With the line containing "Query: pierced rim plate" as the start and the line containing "Query: small saucer" as the end, transcribe that span of the entries below exactly, including both.

━━━

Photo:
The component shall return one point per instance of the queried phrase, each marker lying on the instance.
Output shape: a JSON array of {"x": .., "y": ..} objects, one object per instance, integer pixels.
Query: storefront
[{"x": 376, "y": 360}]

━━━

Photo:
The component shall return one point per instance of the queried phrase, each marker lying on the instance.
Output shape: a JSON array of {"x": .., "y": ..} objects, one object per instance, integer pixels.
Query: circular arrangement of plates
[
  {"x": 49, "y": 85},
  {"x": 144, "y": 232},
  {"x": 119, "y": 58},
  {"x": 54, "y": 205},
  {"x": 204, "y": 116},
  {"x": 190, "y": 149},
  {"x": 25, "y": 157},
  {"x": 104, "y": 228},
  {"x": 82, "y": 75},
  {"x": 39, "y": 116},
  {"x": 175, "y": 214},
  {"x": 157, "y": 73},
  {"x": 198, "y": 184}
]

━━━

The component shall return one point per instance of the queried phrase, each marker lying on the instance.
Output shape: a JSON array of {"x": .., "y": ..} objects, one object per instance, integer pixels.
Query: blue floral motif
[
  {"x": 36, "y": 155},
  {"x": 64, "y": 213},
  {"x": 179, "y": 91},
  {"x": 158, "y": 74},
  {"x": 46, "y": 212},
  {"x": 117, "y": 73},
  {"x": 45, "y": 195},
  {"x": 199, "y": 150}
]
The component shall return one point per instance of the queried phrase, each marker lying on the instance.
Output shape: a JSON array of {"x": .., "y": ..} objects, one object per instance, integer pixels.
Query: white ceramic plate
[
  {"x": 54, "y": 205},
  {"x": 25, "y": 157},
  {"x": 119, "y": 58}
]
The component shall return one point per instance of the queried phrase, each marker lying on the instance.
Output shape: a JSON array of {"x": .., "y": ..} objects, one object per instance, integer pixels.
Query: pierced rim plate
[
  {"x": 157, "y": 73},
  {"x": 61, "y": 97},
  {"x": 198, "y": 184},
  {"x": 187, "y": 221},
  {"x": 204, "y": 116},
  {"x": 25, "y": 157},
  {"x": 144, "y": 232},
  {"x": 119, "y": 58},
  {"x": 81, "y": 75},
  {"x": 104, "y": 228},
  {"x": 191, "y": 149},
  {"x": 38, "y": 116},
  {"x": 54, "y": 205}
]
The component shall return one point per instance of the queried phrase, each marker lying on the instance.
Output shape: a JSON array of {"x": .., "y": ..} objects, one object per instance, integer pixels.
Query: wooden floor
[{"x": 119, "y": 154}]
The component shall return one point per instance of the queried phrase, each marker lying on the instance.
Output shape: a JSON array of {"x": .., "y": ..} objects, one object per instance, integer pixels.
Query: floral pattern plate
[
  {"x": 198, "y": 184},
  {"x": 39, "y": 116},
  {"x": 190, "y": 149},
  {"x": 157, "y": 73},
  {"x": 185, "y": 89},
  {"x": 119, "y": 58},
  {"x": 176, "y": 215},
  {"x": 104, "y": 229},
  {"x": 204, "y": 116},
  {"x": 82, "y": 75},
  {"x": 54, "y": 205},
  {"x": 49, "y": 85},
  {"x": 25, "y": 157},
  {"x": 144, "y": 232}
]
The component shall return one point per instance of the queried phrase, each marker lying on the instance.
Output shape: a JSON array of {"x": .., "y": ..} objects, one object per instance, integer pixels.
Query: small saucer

━━━

Written reply
Query: pierced rim plate
[
  {"x": 157, "y": 73},
  {"x": 61, "y": 97},
  {"x": 198, "y": 184},
  {"x": 187, "y": 221},
  {"x": 204, "y": 116},
  {"x": 25, "y": 157},
  {"x": 144, "y": 232},
  {"x": 119, "y": 58},
  {"x": 81, "y": 75},
  {"x": 104, "y": 228},
  {"x": 191, "y": 149},
  {"x": 38, "y": 116},
  {"x": 54, "y": 205}
]
The component shall return one point per instance of the queried phrase, each marker lying on the instance.
Output shape: a JSON array of {"x": .., "y": ..} objects, one object per instance, integer pixels.
Query: wooden floor
[{"x": 119, "y": 154}]
The component shall return one point per instance of the queried phrase, each marker lying on the instance.
Output shape: a JSON array of {"x": .., "y": ..} objects, one object per instance, integer pixels.
Query: floral pattern plate
[
  {"x": 198, "y": 184},
  {"x": 39, "y": 116},
  {"x": 190, "y": 149},
  {"x": 157, "y": 73},
  {"x": 185, "y": 89},
  {"x": 119, "y": 58},
  {"x": 176, "y": 215},
  {"x": 104, "y": 229},
  {"x": 204, "y": 116},
  {"x": 82, "y": 75},
  {"x": 54, "y": 205},
  {"x": 49, "y": 85},
  {"x": 25, "y": 157},
  {"x": 144, "y": 232}
]
The component shall return one point per instance of the queried phrase, each marker lying on the instance.
Output shape: a JSON array of {"x": .., "y": ..} objects, one object per instance, integer pixels.
Query: small saucer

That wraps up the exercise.